#### To do
a) From the Mesa hangcheck note below, list each reason it gives for why passing dEQP on Sandy Bridge matters.
b) Answer these questions from the Mesa hangcheck note below:
(i) How did the test suite finish even though hangs were detected?
(ii) Which tests in Google's suite are skipped?
(iii) For which operating system does Google use the suite to validate platforms?

#### Text section
Mesa began running Google's dEQP validation suite on older platforms, and found that spurious/random GPU hangs occured on SNB, especially SNBGT1. Turning off gpu reset did not prevent GPU HANGS as reported in dmesg. In spite of the detected hangs, the test suite completed without error. If the GPU were *really* hung, we would be able to see which dEQP test was stuck. However, the test suite completed without incident. Disabling hang check on SNB systems has eliminated these spurious dEQP failures entirely. Google's suite includes some tests which are intended to generate GPU Hangs (we skip those) and others which have long-running shaders that may not appear to make progress. Based on this behavior, it seems reasonable to tailor the hangcheck timer to the platform. Passing dEQP is important because Google uses the suite to validate platforms for ChromeOS. Sandy bridge is an important ChromeOS platform. We don't want a stabel Mesa release to be blocked from release because of spurious GPU Hangs on SNB.

#### Material shown
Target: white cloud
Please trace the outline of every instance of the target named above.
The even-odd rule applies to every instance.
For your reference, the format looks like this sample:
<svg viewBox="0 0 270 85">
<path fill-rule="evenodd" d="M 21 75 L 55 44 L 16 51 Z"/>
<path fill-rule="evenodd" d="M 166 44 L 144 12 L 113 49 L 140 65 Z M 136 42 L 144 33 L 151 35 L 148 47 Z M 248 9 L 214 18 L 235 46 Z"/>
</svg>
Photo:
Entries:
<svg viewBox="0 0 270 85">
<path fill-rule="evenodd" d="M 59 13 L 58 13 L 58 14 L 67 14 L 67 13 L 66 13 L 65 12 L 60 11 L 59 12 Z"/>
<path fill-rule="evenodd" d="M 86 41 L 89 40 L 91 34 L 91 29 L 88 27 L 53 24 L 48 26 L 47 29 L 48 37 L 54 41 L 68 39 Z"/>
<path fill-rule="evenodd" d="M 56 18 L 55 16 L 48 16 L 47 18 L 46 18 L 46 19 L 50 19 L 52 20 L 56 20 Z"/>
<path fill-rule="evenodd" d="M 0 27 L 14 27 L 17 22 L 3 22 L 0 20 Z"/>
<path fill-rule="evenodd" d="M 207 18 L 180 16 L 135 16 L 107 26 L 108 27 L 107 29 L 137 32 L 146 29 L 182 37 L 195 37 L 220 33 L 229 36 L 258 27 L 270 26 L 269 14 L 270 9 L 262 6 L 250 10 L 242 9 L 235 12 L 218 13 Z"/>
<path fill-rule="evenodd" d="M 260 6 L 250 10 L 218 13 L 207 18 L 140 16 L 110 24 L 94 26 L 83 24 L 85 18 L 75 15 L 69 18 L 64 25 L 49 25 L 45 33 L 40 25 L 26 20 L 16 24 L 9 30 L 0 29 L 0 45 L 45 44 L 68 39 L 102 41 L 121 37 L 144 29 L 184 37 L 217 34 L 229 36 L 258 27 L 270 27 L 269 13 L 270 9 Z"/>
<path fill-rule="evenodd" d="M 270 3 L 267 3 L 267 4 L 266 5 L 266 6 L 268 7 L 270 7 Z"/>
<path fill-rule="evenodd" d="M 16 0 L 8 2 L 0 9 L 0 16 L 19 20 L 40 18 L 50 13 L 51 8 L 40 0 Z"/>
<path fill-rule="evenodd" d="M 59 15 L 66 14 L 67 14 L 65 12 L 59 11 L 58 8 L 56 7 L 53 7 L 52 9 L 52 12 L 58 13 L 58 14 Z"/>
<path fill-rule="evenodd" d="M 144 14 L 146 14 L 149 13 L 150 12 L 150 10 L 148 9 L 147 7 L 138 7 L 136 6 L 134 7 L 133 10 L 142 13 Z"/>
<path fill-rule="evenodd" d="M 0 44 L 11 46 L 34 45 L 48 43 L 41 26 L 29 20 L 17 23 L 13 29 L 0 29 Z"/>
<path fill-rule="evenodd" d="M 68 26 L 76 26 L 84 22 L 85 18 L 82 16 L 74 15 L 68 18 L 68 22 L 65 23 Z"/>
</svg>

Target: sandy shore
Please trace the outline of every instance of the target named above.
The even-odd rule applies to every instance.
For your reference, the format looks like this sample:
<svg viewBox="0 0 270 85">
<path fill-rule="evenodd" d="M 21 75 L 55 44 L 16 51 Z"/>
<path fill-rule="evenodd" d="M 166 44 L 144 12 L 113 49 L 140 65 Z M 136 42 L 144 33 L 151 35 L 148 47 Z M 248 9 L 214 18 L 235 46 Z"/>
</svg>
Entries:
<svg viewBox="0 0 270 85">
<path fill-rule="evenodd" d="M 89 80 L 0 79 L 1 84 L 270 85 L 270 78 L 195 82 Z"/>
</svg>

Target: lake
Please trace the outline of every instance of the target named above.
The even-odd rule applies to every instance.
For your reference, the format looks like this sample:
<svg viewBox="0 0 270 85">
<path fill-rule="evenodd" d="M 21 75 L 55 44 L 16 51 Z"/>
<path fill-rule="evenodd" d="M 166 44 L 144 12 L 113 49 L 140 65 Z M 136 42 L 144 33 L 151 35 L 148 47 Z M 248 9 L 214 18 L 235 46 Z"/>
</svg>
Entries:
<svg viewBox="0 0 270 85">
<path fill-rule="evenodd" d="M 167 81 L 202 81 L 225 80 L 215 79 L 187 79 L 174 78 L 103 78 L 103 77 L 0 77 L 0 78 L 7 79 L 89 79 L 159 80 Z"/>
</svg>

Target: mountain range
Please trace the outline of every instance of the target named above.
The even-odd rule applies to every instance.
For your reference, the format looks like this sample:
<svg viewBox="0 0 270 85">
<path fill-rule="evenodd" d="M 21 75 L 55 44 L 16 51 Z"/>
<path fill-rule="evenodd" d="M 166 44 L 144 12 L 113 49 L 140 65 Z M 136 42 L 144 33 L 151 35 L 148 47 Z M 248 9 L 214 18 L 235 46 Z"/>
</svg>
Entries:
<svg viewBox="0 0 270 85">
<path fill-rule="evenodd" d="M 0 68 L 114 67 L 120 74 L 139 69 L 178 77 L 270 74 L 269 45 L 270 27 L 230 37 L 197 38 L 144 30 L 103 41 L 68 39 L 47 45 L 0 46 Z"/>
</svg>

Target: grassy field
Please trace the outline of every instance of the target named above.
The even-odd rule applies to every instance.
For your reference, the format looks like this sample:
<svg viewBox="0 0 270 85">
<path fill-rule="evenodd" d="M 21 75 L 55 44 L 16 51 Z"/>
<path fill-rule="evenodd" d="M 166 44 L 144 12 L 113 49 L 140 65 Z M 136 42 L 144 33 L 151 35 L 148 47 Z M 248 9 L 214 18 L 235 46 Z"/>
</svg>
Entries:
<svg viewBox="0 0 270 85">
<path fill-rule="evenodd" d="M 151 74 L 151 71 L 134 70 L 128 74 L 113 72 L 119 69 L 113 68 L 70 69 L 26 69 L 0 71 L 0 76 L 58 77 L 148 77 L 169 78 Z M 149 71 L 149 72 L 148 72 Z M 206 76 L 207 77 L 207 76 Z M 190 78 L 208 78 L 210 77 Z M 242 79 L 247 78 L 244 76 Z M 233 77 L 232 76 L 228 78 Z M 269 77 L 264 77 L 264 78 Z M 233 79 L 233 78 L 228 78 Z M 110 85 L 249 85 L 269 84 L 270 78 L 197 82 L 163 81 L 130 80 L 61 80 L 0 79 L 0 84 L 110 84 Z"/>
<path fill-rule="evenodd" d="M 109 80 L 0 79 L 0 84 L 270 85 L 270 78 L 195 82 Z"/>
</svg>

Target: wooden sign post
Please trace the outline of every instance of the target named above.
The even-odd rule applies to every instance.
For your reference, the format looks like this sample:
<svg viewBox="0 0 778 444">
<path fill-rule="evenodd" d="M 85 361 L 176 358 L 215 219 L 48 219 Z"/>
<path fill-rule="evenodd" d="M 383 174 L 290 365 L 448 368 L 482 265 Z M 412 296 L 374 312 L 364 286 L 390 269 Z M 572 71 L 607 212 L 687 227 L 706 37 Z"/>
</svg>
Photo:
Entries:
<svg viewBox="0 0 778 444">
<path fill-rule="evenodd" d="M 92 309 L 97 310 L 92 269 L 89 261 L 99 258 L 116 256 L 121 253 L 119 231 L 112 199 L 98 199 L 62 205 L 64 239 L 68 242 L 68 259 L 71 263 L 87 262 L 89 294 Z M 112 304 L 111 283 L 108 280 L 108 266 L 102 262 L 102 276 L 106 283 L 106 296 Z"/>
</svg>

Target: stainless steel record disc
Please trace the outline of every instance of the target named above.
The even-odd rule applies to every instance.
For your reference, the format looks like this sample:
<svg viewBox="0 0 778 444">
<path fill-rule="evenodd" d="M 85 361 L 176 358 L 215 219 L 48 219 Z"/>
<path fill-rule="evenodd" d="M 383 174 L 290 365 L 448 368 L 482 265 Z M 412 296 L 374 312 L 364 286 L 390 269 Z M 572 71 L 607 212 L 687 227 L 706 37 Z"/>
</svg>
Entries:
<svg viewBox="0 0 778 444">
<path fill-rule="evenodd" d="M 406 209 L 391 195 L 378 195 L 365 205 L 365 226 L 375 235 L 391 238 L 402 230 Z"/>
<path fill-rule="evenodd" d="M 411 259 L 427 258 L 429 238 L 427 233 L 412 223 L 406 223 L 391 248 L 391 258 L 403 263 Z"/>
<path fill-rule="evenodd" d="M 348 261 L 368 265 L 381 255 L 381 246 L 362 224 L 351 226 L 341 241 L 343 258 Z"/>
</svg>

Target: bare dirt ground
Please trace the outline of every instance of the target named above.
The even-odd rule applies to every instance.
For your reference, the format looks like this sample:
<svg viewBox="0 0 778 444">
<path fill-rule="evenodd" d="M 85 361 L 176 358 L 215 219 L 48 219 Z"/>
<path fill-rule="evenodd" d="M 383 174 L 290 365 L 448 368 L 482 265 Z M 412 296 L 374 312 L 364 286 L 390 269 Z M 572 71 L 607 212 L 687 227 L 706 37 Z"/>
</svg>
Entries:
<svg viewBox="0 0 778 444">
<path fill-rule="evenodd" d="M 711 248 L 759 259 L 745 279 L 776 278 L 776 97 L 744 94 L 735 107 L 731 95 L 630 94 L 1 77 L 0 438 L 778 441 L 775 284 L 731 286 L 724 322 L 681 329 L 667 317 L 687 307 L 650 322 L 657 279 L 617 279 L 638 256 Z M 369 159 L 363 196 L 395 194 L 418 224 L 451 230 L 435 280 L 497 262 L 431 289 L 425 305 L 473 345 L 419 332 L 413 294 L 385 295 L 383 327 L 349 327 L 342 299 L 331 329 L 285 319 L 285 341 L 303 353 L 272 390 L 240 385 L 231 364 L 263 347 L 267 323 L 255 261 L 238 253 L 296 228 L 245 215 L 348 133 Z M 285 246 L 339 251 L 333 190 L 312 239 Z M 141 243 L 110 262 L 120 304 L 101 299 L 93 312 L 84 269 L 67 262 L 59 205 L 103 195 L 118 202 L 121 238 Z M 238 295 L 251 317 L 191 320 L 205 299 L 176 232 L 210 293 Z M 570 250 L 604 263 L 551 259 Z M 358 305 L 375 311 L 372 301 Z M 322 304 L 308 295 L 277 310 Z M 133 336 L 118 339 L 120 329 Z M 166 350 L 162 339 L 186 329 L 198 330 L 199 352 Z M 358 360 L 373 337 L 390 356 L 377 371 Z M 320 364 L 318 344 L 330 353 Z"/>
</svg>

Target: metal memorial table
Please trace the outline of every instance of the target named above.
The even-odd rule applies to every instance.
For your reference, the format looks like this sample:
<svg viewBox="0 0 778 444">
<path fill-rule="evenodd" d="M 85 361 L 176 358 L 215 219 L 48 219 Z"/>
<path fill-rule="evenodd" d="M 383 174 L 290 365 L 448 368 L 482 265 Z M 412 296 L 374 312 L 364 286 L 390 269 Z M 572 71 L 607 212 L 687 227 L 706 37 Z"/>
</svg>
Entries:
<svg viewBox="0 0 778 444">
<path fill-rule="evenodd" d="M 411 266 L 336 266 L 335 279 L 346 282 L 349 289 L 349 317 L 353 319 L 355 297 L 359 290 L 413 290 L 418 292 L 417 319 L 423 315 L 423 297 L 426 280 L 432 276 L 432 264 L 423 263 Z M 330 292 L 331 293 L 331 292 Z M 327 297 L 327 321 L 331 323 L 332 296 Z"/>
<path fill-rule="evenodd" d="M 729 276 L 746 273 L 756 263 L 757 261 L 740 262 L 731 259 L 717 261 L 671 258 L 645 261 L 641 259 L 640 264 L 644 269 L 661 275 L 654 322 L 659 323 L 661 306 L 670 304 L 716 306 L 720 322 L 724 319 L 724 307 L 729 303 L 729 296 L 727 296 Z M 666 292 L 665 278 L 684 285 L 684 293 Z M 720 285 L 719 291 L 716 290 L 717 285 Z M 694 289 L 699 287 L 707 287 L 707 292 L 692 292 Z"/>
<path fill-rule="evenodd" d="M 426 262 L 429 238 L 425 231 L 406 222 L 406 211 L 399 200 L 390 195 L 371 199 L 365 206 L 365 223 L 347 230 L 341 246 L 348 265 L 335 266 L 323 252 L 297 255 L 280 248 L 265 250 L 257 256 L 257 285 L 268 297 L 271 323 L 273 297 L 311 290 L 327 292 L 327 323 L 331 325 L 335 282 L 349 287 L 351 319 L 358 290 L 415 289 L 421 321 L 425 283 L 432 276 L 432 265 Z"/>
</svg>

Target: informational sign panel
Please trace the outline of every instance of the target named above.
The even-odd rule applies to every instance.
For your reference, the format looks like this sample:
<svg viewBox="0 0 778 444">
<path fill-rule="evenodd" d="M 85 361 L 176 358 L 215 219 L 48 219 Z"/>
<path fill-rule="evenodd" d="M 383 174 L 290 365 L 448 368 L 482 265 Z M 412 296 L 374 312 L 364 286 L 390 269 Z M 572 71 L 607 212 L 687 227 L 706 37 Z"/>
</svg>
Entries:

#### Solved problems
a)
- Google uses the dEQP suite to validate platforms for ChromeOS.
- Sandy Bridge is an important ChromeOS platform.
- A stable Mesa release should not be blocked by spurious GPU hangs on SNB.

b)
(i) It completed without error.
(ii) The tests that are intended to generate GPU hangs.
(iii) ChromeOS.